> WHAT IS REQUIRED
Can you retype the Christian Songs article between "Joy Electric chronology" and "devotion to God.", inclusive?

> EXTRACTED TEXT
◇ ◇ ◇ ◇ ◇ ◇ ◇
Studio album by Joy Electric
- Released: April 20, 1999
- Recorded: The Electric Joy Toy Company, June 1998–January 1999
- Genre: Synthpop/Electropop
- Length: 39:44
- Label: BEC Recordings
- Producer: Ronnie Martin

Joy Electric chronology
| Children of the Lord (1999) | Christian Songs (1999) | Unelectric (2000) |

= Christian Songs (album) =

Christian Songs (styled CHRISTIANsongs) is the fourth studio album by the electropop band Joy Electric. A music video was recorded for "Children of the Lord." In 2006, it was rereleased on iTunes, along with Robot Rock and Melody. This album remains to this day the most overtly spiritual Joy Electric release, as the title suggests. Tracks such as "The Magic Of" and "Singing in Gee" maintain the distinct fantasy theme from Joy Electric's previous two albums, whereas tracks such as "Children of the Lord" and the cover "Make My Life a Prayer" speak in very plain and certain terms of Martin's devotion to God.

Professional ratings
Review scores
| Source | Rating |
| Allmusic | Star |
| The Phantom Tollbooth | Star |
| Jesus Freak Hideout | Star |
| Exit Zine | Star |

==Track listing==
(all songs written by Ronnie Martin except where noted)
◇ ◇ ◇ ◇ ◇ ◇ ◇
Excerpts from point annotation data

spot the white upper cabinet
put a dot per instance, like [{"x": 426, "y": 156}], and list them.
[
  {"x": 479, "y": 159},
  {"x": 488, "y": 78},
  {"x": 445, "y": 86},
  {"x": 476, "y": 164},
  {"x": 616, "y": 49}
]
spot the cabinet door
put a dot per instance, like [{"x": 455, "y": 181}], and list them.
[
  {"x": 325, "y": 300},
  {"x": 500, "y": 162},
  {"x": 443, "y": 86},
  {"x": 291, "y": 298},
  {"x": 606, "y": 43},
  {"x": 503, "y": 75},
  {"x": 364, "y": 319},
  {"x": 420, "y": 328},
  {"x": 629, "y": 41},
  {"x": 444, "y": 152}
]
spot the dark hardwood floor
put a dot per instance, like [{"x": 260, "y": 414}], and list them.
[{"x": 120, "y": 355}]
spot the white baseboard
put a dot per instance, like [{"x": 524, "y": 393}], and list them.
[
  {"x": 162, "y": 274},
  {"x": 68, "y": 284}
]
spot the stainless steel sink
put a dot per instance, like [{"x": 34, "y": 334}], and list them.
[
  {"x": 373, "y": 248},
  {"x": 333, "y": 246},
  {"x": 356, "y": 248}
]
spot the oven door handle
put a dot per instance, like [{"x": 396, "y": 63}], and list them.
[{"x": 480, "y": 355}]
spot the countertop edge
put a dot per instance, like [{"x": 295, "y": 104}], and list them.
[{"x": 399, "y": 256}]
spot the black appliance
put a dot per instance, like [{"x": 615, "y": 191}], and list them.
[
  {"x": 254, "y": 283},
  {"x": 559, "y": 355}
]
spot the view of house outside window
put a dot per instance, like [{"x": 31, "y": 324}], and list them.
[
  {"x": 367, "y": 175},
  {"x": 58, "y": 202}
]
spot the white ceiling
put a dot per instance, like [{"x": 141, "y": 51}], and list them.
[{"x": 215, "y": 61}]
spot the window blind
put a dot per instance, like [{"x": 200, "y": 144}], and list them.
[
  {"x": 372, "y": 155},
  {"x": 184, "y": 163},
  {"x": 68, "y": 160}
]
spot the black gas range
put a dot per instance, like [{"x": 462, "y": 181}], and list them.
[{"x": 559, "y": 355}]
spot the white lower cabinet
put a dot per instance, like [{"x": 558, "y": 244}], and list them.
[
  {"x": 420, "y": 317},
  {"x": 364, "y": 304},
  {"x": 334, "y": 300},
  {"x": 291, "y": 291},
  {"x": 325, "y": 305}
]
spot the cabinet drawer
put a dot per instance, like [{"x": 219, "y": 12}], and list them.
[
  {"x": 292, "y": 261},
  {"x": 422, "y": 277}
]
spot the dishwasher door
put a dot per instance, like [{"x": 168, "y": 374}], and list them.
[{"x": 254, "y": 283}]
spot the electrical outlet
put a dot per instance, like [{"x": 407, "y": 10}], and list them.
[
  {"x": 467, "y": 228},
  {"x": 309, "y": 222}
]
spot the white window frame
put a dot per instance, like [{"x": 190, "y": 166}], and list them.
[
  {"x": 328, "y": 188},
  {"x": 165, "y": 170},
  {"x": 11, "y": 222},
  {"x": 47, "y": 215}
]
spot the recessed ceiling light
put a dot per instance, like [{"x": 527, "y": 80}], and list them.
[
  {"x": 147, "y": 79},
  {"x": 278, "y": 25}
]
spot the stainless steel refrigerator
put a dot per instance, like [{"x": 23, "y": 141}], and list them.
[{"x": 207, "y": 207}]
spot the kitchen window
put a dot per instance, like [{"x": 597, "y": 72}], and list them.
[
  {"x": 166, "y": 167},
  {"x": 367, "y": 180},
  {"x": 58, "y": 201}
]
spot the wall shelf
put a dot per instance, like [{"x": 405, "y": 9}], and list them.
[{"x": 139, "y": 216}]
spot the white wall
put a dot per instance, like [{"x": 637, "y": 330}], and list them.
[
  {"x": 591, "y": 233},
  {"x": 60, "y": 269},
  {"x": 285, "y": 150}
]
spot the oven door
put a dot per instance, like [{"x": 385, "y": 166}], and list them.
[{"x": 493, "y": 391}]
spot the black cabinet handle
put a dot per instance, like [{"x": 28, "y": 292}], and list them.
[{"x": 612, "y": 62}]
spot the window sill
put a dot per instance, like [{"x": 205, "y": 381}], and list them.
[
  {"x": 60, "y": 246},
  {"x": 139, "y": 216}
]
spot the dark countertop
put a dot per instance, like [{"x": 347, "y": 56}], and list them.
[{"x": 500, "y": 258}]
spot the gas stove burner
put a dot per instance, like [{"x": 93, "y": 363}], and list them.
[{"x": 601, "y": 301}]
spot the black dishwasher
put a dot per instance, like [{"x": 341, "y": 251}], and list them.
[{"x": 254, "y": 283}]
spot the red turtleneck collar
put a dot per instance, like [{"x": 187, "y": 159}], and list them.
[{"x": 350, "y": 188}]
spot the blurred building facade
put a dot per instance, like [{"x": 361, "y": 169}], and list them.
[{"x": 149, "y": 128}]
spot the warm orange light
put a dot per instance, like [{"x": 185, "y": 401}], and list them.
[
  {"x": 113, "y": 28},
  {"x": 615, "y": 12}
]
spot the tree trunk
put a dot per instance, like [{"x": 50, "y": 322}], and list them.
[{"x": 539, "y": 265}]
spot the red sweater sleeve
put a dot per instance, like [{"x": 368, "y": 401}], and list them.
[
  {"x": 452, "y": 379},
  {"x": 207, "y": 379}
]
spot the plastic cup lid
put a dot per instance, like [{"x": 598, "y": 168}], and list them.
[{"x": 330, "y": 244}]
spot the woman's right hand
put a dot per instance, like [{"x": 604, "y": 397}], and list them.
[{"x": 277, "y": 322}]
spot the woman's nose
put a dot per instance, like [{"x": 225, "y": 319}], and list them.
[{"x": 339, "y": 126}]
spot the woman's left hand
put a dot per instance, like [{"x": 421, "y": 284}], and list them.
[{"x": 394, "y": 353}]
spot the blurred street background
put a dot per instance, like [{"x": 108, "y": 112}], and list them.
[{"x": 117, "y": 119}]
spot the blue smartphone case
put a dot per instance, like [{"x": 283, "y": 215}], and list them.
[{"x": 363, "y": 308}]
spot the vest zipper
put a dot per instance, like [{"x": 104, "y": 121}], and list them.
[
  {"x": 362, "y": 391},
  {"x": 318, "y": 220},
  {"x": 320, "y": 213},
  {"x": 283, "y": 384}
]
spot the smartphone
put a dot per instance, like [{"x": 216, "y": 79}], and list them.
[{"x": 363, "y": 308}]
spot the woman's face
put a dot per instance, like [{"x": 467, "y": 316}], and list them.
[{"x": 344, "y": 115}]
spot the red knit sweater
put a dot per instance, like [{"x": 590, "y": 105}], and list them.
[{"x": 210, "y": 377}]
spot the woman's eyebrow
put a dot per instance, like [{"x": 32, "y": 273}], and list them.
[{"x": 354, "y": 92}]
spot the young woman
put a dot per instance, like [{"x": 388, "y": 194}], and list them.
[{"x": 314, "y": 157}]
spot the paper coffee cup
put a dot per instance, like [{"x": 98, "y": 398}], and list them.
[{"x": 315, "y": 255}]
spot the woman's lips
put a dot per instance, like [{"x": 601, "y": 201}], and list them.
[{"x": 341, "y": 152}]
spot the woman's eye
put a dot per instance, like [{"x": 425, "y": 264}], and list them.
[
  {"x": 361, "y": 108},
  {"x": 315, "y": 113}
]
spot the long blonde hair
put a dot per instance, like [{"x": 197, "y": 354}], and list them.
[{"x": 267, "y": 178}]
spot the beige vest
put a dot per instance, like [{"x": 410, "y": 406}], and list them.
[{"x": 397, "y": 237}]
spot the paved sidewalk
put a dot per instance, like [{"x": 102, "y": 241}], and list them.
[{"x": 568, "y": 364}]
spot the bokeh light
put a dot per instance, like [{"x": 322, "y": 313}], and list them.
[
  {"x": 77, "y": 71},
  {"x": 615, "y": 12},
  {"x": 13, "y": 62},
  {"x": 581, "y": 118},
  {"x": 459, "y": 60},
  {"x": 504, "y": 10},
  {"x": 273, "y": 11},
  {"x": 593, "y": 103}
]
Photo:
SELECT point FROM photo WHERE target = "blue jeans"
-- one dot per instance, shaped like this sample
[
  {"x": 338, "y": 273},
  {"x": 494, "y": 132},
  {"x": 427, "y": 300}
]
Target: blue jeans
◇ ◇ ◇ ◇ ◇ ◇ ◇
> WRITTEN SOLUTION
Joy Electric chronology
| Children of the Lord (1999) | Christian Songs (1999) | Unelectric (2000) |

= Christian Songs (album) =

Christian Songs (styled CHRISTIANsongs) is the fourth studio album by the electropop band Joy Electric. A music video was recorded for "Children of the Lord." In 2006, it was rereleased on iTunes, along with Robot Rock and Melody. This album remains to this day the most overtly spiritual Joy Electric release, as the title suggests. Tracks such as "The Magic Of" and "Singing in Gee" maintain the distinct fantasy theme from Joy Electric's previous two albums, whereas tracks such as "Children of the Lord" and the cover "Make My Life a Prayer" speak in very plain and certain terms of Martin's devotion to God.